**PROBLEM TO SOLVE**. Take the lines below beginning at the line that has "box: [0, 311, 195, 370]" and stopping after the line that has "positive clicks: (96, 330)", and print them exactly as they are, with no other lines.

**DATA FOR PROCESSING**.

= = = = = = =

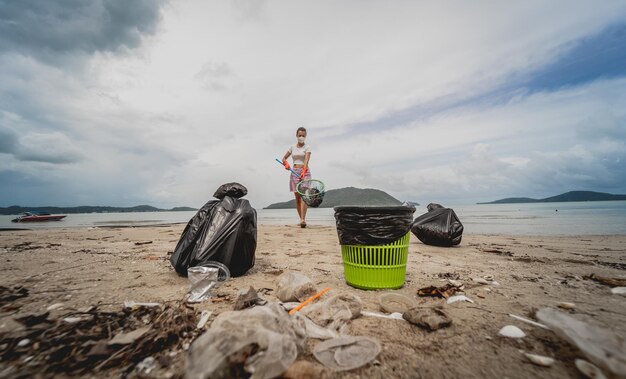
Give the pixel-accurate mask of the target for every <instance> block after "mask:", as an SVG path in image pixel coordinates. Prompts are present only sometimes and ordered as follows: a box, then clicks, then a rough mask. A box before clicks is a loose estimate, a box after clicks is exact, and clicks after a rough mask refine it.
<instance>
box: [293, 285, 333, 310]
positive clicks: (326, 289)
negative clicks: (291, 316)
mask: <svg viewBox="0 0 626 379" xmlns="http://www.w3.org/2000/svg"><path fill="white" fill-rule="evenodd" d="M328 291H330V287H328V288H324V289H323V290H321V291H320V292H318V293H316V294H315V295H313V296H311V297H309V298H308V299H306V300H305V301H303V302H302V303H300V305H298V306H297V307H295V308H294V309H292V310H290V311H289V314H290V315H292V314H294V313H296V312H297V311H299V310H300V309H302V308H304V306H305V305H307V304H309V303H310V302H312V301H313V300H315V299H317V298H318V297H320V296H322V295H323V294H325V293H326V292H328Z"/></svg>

= = = = = = =

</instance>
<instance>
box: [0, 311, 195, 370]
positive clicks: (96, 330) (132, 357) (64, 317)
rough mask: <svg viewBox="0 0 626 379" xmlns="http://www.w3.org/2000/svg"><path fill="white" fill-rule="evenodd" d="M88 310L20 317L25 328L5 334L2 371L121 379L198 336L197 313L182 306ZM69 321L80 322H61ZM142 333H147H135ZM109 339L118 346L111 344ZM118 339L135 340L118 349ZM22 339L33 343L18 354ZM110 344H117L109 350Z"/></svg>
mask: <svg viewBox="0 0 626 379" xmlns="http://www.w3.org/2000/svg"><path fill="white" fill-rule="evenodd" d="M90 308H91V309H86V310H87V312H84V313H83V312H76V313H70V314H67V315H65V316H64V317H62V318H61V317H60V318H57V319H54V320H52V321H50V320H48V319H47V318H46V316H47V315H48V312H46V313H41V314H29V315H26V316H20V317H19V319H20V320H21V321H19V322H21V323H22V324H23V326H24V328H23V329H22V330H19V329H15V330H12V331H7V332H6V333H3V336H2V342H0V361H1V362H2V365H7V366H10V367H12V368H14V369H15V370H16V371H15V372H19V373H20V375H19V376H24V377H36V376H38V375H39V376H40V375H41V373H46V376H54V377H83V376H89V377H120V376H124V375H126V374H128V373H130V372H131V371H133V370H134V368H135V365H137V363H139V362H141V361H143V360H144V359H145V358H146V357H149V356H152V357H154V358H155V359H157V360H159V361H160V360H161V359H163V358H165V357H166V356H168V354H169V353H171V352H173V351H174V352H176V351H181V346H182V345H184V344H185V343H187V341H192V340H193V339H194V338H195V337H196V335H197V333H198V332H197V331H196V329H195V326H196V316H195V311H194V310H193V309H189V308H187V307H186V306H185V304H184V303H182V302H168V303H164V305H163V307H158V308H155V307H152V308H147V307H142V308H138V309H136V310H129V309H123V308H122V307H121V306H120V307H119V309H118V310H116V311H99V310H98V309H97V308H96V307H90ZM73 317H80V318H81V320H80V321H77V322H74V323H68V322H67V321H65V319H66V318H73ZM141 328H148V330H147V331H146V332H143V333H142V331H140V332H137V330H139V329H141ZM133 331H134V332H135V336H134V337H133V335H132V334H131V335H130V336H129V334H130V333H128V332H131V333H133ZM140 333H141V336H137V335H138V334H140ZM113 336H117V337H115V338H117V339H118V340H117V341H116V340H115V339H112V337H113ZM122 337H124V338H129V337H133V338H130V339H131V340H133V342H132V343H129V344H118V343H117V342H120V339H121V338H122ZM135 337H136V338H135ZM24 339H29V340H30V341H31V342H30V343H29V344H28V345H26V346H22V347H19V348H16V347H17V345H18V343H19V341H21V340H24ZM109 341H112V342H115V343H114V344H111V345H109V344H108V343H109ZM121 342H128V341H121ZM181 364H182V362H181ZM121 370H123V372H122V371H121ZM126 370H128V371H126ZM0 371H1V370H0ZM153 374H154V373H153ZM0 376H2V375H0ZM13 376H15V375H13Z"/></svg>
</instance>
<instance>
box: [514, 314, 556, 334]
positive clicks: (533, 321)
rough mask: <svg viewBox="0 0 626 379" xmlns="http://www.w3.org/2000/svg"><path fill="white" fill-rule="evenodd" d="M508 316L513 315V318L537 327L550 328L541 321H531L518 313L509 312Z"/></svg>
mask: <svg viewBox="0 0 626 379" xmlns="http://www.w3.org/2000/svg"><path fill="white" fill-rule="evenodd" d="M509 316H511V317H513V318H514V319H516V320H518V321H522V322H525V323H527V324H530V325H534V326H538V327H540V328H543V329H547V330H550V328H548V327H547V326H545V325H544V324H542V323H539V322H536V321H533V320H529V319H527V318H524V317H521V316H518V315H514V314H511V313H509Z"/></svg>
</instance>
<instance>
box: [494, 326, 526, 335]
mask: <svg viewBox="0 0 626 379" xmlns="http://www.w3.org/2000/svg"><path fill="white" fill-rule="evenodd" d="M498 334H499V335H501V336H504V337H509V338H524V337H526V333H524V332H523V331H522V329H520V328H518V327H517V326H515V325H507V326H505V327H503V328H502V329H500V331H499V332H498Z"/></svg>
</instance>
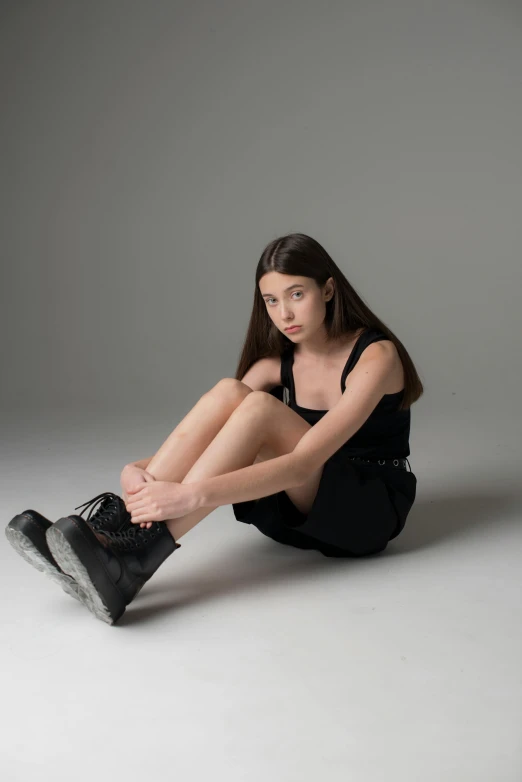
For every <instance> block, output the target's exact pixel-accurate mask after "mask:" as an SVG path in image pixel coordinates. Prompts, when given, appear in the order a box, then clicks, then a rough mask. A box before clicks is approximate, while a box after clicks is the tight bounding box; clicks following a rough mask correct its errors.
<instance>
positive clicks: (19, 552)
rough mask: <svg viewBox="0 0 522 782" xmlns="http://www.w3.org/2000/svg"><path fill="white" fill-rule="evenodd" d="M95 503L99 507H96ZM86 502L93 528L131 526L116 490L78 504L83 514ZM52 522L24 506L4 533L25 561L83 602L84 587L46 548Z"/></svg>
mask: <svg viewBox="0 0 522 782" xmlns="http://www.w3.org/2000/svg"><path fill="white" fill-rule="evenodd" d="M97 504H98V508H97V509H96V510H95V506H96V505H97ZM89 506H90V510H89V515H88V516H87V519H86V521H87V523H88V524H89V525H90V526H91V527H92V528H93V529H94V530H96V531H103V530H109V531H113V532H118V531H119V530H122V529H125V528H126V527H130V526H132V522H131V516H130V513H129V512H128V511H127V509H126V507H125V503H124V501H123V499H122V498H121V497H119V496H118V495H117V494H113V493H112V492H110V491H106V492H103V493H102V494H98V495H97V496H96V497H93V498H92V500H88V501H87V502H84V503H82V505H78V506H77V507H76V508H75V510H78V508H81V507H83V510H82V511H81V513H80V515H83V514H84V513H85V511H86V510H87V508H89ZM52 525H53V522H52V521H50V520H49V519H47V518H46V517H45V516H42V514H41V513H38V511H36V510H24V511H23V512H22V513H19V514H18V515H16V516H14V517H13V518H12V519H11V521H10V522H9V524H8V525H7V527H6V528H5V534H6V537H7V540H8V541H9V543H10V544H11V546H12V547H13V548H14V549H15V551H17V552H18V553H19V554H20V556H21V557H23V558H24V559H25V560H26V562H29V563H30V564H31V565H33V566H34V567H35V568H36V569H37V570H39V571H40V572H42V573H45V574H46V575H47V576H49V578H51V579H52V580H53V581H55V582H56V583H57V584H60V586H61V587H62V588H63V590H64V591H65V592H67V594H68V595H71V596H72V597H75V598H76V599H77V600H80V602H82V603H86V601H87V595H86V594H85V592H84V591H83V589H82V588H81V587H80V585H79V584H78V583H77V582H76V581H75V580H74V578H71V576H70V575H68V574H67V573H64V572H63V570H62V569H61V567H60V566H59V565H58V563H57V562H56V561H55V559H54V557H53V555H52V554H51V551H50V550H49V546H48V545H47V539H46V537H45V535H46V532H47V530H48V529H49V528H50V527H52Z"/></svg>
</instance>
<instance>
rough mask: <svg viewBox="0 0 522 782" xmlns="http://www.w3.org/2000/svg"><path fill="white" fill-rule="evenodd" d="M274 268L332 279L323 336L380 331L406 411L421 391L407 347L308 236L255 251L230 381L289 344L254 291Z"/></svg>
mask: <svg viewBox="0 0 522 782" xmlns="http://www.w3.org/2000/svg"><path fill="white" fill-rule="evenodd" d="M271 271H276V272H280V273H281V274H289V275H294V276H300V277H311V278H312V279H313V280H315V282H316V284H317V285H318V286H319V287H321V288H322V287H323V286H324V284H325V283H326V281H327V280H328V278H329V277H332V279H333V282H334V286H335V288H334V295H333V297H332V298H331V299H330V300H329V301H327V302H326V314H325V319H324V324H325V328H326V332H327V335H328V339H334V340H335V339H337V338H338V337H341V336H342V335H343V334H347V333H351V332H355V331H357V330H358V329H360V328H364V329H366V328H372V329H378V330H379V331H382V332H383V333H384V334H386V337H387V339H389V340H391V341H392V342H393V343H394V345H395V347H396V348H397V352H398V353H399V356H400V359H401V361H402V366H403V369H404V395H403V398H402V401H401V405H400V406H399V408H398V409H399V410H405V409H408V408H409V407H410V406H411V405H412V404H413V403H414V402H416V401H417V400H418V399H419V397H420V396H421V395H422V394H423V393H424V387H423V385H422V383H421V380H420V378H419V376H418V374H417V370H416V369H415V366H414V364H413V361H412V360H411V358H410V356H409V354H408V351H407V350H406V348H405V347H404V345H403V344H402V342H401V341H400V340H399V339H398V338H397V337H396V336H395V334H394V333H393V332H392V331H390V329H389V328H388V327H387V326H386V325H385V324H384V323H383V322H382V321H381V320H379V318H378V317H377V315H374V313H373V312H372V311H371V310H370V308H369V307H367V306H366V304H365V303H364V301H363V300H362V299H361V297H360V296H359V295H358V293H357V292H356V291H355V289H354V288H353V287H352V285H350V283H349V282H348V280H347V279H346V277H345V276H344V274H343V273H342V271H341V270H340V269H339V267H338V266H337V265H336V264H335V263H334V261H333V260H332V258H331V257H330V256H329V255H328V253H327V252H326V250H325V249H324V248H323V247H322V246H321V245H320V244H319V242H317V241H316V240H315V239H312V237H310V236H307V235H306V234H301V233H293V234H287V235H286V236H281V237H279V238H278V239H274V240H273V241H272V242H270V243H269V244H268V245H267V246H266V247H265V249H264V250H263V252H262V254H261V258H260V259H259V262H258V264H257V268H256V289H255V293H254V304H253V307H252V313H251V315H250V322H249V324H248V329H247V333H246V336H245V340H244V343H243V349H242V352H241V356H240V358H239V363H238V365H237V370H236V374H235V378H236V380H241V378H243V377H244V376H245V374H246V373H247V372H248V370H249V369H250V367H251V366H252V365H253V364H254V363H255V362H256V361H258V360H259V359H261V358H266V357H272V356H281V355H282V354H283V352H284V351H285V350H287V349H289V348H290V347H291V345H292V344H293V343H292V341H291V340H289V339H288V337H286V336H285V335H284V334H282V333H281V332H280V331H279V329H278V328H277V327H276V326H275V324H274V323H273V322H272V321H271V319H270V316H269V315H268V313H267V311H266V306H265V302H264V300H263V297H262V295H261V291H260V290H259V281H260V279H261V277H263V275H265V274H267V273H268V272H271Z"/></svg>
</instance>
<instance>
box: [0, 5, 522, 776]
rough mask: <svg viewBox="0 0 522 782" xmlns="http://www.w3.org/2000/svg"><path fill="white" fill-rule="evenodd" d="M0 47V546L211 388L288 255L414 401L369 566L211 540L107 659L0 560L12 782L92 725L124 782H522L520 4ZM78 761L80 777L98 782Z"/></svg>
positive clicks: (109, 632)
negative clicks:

= = = = = = =

**WRITTEN ANSWER**.
box: [0, 311, 195, 370]
positive clicks: (96, 330) (132, 357) (64, 317)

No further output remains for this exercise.